§ **ПРИВЕДЁННЫЙ ОТРЫВОК**:
# # #

История Кубанского казачьего войска - Федор Щербина
Шрифт:
Интервал:
Закладка:
Такие наказания горцев, конечно, меньше всего способствовали миру и спокойствию между ними и казаками. Казаки мстили горцам за их набеги, а горцы еще более ожесточались. Бурсак своими походами за Кубань раз и навсегда наметил как характер войны казаков с горцами, так и те отношения, в которые обе стороны стали с тех пор друг к другу.
Как администратор Бурсак не заявил себя ничем, что свидетельствовало бы о его творческой деятельности в крае, где население продолжало еще устраиваться. В свое время он нес несколько гражданских должностей — был войсковым казначеем, депутатом от войска при коронации императора Павла, асессором в комиссии военного суда и находился в командировке в Петербурге по делам войска в 1796 году. Все это указывает, что до своего атаманства Бурсак был на счету у войска как исполнительный чиновник, и действительно, он отличался распорядительностью, что отражалось главным образом на удачном формировании отрядов и вообще на военно-служебной части.
Но — и только. Дела земельные, самоуправление куренных общин, судебные порядки и т. п. находились вне какого бы то ни было воздействия на них со стороны атамана. Бурсак был более склонен к порядкам личной патриархальной расправы, как это водилось в Запорожье. В архивных документах сохранились несколько распоряжений его о наказании киями или палками провинившихся на военной службе казаков, которым грозили, по тогдашним военным законам, суровые наказания до смертной казни включительно.
Самое крупное мероприятие, осуществленное в Черномории при Бурсаке, состояло в первом переселении малороссийских казаков на Кубань, но оно сложилось как-то стихийно и прошло далеко не гладко.

# # #

§ **СПИСОК ЗАПИСЕЙ**:

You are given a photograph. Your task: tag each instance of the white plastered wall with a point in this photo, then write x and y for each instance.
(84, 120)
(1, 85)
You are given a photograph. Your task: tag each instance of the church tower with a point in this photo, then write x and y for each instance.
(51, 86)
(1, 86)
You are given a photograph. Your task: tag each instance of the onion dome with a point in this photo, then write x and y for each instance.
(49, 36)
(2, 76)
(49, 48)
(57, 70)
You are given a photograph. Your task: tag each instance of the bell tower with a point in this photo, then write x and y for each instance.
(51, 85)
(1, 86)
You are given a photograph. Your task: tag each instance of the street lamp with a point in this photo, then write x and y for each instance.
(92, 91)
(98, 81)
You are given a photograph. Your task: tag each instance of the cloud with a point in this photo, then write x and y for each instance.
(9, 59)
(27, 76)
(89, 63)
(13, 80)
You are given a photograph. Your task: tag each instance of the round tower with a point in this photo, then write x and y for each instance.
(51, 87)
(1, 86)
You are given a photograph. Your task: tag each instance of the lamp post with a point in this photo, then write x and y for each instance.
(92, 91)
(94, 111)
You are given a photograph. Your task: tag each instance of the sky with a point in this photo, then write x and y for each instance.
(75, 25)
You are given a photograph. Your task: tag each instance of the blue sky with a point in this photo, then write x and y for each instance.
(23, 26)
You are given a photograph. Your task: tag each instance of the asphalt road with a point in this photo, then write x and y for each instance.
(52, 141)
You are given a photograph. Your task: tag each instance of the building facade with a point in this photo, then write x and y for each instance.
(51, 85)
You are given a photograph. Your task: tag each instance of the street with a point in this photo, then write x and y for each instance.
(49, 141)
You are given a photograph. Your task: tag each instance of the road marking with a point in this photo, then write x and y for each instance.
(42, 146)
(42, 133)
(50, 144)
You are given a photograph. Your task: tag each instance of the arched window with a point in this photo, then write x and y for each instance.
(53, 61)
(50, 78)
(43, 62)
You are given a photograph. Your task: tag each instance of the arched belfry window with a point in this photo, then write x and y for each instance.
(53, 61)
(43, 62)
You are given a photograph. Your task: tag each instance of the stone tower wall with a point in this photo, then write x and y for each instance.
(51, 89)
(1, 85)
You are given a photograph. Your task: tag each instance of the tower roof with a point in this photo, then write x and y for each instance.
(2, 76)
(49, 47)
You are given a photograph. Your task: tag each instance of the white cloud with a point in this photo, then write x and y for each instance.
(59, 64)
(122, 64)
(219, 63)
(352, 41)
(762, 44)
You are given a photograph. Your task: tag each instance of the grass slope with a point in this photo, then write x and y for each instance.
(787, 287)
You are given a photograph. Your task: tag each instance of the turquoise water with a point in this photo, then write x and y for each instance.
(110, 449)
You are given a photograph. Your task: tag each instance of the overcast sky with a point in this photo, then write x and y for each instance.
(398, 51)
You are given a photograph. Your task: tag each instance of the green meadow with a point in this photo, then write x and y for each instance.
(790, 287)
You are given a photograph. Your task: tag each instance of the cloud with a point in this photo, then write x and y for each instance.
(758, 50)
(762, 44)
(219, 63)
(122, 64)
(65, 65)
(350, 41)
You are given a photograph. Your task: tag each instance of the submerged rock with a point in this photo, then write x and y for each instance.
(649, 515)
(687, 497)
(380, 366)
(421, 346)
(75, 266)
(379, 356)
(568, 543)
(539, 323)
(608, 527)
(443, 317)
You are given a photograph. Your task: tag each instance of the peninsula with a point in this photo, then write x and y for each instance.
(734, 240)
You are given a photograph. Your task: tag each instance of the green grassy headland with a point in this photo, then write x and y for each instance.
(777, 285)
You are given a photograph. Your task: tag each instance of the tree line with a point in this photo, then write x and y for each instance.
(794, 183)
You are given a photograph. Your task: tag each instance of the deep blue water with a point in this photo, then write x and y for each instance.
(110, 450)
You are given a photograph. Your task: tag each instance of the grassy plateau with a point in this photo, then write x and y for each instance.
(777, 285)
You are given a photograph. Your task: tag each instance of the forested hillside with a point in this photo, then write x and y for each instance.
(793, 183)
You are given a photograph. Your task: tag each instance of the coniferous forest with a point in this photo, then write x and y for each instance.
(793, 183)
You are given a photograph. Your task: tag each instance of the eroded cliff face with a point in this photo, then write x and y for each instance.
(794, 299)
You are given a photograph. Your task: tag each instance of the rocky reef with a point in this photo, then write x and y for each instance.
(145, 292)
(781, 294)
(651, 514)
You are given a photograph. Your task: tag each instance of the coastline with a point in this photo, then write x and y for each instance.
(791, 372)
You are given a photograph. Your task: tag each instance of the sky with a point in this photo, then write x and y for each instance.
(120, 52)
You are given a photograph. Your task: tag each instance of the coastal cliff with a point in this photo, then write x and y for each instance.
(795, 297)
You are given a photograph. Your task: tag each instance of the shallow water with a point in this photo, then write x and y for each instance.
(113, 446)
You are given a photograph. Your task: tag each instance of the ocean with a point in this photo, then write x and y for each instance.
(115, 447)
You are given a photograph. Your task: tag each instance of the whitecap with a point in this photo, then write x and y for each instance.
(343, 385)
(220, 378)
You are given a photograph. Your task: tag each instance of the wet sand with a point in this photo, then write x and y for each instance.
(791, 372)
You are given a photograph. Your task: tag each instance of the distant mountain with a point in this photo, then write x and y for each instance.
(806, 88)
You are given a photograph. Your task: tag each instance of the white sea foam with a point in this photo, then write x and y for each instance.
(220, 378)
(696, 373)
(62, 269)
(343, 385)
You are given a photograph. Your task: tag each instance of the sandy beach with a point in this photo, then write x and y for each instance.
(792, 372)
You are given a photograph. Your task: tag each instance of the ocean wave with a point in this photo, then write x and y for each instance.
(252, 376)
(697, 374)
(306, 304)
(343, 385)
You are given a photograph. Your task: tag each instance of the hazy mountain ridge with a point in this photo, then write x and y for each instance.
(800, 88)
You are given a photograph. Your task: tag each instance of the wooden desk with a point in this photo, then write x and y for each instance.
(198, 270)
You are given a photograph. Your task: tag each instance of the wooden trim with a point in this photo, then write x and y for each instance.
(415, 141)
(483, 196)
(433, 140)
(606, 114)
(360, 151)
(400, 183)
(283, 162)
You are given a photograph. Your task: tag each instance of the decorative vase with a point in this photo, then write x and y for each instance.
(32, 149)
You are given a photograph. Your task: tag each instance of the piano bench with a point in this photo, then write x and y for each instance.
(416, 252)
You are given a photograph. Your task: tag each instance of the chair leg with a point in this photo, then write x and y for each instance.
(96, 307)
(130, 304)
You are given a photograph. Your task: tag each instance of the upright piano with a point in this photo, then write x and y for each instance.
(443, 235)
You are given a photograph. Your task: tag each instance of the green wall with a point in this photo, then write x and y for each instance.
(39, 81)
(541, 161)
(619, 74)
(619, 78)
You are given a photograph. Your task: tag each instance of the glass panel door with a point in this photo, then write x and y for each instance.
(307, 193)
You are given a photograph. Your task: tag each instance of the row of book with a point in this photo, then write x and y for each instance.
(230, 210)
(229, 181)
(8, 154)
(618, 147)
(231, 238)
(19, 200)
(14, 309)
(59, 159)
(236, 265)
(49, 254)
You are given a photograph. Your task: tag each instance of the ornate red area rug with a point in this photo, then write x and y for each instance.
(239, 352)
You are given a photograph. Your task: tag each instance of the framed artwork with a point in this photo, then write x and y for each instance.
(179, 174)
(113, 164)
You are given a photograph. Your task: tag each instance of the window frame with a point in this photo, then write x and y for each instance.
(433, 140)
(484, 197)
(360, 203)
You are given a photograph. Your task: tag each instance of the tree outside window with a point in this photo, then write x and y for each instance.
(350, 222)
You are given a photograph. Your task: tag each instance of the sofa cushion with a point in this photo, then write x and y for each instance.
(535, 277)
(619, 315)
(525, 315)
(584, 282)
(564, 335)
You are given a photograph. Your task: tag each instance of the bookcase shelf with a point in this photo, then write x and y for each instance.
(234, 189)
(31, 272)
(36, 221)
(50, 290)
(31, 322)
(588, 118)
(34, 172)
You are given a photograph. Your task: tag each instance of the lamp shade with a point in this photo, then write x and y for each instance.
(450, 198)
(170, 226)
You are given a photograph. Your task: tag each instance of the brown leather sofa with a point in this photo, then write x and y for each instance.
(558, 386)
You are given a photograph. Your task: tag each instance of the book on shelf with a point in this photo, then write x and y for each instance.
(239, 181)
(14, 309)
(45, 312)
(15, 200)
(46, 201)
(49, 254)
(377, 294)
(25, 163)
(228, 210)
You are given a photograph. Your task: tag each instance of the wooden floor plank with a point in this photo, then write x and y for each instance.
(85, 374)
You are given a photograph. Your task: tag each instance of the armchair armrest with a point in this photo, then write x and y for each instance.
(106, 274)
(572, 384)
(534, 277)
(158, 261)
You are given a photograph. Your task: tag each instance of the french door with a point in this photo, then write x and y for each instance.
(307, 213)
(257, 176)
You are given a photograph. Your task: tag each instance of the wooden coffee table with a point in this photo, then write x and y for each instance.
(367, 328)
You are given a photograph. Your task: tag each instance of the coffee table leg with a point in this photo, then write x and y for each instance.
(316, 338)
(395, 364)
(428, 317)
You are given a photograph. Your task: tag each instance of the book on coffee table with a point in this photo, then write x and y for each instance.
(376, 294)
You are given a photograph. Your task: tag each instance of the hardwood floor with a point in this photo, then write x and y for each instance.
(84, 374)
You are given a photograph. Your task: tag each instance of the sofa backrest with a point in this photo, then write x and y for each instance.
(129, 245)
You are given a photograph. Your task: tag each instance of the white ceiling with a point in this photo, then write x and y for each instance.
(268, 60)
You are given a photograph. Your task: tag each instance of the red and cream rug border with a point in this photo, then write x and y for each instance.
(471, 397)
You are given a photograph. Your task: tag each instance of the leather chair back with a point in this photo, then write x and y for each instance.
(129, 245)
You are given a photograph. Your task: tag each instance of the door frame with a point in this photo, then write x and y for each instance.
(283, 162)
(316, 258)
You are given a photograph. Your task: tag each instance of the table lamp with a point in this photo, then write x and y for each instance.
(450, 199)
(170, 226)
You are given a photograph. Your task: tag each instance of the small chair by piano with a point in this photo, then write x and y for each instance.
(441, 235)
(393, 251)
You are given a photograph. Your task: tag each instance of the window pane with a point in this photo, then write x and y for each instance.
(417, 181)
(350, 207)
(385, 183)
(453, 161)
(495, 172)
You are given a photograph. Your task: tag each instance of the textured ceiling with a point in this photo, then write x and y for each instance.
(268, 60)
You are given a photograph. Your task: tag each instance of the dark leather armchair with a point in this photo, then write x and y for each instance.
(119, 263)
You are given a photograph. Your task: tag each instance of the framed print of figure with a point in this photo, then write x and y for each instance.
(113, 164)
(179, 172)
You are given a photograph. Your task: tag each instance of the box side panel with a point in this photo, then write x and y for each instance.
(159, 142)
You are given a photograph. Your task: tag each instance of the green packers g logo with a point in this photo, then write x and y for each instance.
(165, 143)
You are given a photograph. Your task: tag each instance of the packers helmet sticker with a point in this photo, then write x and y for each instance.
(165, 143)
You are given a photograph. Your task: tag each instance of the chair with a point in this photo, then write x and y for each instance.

# # #

§ **ЗАДАНИЯ**:
• 1. Перечислите все гражданские должности Бурсака, названные в отрывке.
• 2. Процитируйте часть отрывка между словами «Но — и только.» и «смертной казни включительно.» включительно.
Записи никак не связаны с отрывком.

§ **ОТВЕТЫ К ЗАДАНИЯМ**:
• 1. Войсковой казначей; депутат от войска при коронации императора Павла; асессор в комиссии военного суда.

• 2.
Но — и только. Дела земельные, самоуправление куренных общин, судебные порядки и т. п. находились вне какого бы то ни было воздействия на них со стороны атамана. Бурсак был более склонен к порядкам личной патриархальной расправы, как это водилось в Запорожье. В архивных документах сохранились несколько распоряжений его о наказании киями или палками провинившихся на военной службе казаков, которым грозили, по тогдашним военным законам, суровые наказания до смертной казни включительно.